Data shown.
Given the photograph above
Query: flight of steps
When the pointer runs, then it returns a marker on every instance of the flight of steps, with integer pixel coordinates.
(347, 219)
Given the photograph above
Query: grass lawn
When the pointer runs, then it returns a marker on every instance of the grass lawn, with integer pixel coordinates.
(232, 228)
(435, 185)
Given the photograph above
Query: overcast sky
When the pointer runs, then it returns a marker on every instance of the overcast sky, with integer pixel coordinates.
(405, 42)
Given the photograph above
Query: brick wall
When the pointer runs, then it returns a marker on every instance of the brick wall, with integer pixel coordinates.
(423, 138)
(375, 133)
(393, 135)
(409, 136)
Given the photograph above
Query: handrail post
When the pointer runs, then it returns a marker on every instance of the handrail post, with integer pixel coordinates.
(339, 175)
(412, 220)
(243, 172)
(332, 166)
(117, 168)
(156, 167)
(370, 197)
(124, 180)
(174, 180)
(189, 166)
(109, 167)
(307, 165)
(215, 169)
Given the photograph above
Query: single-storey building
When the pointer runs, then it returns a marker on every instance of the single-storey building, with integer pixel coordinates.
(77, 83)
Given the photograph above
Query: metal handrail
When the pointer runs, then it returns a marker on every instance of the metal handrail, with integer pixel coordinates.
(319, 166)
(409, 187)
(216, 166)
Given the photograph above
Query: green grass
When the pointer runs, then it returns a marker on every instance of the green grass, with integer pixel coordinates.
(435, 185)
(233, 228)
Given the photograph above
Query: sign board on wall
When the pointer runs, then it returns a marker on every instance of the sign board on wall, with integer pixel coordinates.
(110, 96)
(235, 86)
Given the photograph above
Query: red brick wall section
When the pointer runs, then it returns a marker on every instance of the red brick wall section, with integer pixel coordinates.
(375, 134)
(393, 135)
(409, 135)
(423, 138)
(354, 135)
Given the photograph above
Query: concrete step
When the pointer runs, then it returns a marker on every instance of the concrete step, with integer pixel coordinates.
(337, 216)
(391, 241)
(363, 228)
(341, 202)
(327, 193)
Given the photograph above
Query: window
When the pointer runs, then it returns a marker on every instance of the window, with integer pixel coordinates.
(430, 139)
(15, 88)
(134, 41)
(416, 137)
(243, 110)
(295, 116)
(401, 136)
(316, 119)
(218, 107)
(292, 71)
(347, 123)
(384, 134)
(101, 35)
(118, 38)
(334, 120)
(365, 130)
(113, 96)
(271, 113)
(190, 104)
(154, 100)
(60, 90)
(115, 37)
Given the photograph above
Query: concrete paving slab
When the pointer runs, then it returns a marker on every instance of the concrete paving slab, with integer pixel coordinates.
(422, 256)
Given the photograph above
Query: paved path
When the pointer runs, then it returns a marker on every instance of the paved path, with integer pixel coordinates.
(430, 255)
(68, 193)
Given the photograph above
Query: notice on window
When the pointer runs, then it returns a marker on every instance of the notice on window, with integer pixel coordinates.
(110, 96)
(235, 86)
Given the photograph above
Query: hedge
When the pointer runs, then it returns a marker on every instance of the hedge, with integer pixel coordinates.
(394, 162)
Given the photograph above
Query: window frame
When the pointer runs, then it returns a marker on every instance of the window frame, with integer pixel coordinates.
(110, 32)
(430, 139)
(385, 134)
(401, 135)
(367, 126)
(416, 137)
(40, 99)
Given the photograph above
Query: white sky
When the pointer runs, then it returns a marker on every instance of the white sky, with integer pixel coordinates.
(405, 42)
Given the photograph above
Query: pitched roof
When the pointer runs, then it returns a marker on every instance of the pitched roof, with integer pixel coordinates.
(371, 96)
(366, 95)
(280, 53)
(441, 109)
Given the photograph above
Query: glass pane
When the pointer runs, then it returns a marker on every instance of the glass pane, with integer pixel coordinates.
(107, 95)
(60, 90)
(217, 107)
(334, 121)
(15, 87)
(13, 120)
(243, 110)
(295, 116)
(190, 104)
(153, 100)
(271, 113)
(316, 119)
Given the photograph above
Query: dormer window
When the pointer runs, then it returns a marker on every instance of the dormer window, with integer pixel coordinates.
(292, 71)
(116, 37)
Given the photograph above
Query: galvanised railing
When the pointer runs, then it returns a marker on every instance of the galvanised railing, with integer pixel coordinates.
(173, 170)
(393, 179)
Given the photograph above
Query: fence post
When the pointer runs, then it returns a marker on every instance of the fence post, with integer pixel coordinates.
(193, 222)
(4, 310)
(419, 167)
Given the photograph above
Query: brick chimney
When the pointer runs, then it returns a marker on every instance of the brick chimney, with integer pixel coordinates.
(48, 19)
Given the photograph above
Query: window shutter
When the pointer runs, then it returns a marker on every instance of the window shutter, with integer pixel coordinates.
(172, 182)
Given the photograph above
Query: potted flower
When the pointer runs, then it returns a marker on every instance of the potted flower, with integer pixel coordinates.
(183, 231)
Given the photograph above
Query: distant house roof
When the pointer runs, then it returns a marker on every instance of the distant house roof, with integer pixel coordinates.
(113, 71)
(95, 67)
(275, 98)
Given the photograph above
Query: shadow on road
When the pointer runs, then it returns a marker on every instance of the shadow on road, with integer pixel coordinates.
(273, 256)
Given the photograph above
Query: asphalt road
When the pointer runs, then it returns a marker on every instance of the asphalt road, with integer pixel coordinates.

Work required.
Would you restate each of the entries word for word?

Complete output.
Given the photograph above
Query: flight of steps
When the pointer runs, then it returns a marker on every instance of the flight of steps, with integer pixel coordinates.
(347, 219)
Given the photograph above
Query: grass lawn
When the pointer runs, then it returns a marker on every instance of the grass lawn, with integer pixel coordinates.
(232, 228)
(435, 185)
Given the photograph above
Query: overcast sky
When the pointer runs, then it returns a marker on every instance of the overcast sky, with integer pixel coordinates.
(405, 42)
Given the photograph above
Query: brick wall
When the pointer runs, then it returns a marker on every instance of the brick wall, with integer pixel coordinates.
(423, 138)
(375, 133)
(393, 135)
(409, 136)
Given the photograph above
Query: handrail post
When the pointer runs, then it returns a marker on every instance of the handrail post, with integer pixel coordinates.
(339, 175)
(412, 220)
(243, 172)
(332, 166)
(117, 168)
(156, 167)
(370, 197)
(124, 180)
(174, 180)
(189, 166)
(109, 167)
(307, 165)
(215, 169)
Given the photograph above
Query: single-storey building
When the pointer runs, then it returns a marker on every instance of the single-storey building, with integer pixel coordinates.
(77, 83)
Given the photograph above
Query: metal handrail
When the pointer runs, then it returns a marker on every instance of the metal handrail, with integer pixel coordinates.
(319, 166)
(409, 187)
(216, 166)
Given the photograph above
Query: green grass
When the pointer runs, then it returns a marker on every instance of the green grass, with integer pixel coordinates.
(435, 185)
(233, 228)
Given the photograph above
Query: sign board on wall
When the pointer runs, then it returns a marker on every instance of the sign board on wall, with integer pixel coordinates.
(110, 96)
(235, 86)
Given the photograph above
Query: red brick wall section
When the pointer runs, then it returns a marker on every instance of the red brick wall section, with integer pixel coordinates.
(375, 134)
(393, 135)
(409, 135)
(423, 138)
(354, 135)
Given the photograph above
Query: concrete step
When the pointer runs, then it returns a marker on every instance of the concrete step, with integer pixel coordinates.
(337, 216)
(391, 241)
(363, 228)
(341, 202)
(327, 193)
Given the photograph above
Query: window
When the pointer runs, then it returns a marker on every instance of the window, with integer pixel coordinates.
(430, 139)
(15, 88)
(134, 41)
(416, 137)
(243, 110)
(295, 116)
(401, 136)
(316, 119)
(218, 107)
(292, 71)
(347, 123)
(384, 134)
(101, 35)
(118, 38)
(334, 120)
(365, 130)
(113, 96)
(271, 113)
(190, 104)
(154, 100)
(60, 90)
(115, 37)
Given the photograph above
Query: concrete paving slab
When the pointer runs, then it returns a marker on every instance of the concrete paving slab, with integer pixel coordinates.
(422, 256)
Given the photograph above
Query: paved path
When the pointer runs, then it returns a marker on every instance of the paved path, with integer pixel coordinates.
(430, 255)
(68, 193)
Given the photograph above
Query: notice on window
When the pointer runs, then it returns a marker on every instance of the notice on window, with integer pixel coordinates.
(110, 96)
(235, 86)
Given the photograph above
Query: hedge
When the pointer runs, then it returns a marker on every instance of the hedge, with integer pixel coordinates.
(394, 162)
Given the photograph above
Query: window frame
When the pointer runs, then it returns a marker on every instance of the window frame, with integer pixel coordinates.
(110, 32)
(430, 139)
(385, 134)
(401, 135)
(367, 126)
(416, 137)
(40, 99)
Given the photograph above
Query: white sky
When the pointer runs, then it returns a marker on every instance of the white sky, with integer pixel coordinates.
(405, 42)
Given the photograph above
Query: pitched roof
When the pointer runs, then it returns a marker on every instance of the pitched roof, with integer pixel coordinates.
(371, 96)
(366, 95)
(280, 53)
(441, 109)
Given the photograph above
Query: glass pane
When the pointer runs, then it returns a marker on every instance of the glass pane, with integer pixel coordinates.
(107, 95)
(60, 90)
(217, 107)
(334, 121)
(15, 87)
(13, 120)
(243, 110)
(295, 116)
(190, 104)
(153, 100)
(271, 113)
(316, 119)
Given the photograph above
Query: dormer window
When the pointer runs, then it returns a marker on every instance of the dormer window, with integer pixel coordinates.
(292, 71)
(116, 37)
Given the photograph above
Query: galvanised railing
When the pointer runs, then it returns a marker on every instance of the galvanised railing, with integer pixel coordinates.
(173, 170)
(393, 179)
Given the photograph above
Query: fence post
When the pointer runs, then it returns a marker on every instance of the fence post, with integer pixel coordinates.
(193, 222)
(4, 310)
(419, 167)
Given the photograph above
Query: brick chimney
When the pointer runs, then it returns a marker on every instance of the brick chimney, with integer pixel coordinates.
(48, 19)
Given the photograph above
Query: window shutter
When the pointer runs, then it returns a marker on every instance of the window shutter, with integer pixel coordinates.
(172, 182)
Given the photograph above
Query: potted flower
When the pointer runs, then it returns a marker on every instance of the potted flower, with integer pixel coordinates.
(183, 231)
Given the photograph above
Query: distant house roof
When the pointer runs, then it returns a marker on every instance of the distant house roof, with integer pixel coordinates.
(113, 71)
(95, 67)
(275, 98)
Given the photograph above
Query: shadow on road
When the pointer runs, then it returns a marker on every instance of the shadow on road, with integer pixel coordinates.
(273, 256)
Given the photograph above
Query: asphalt road
When the pointer runs, then it returns a marker on every instance of the asphalt road, with integer pixel coordinates.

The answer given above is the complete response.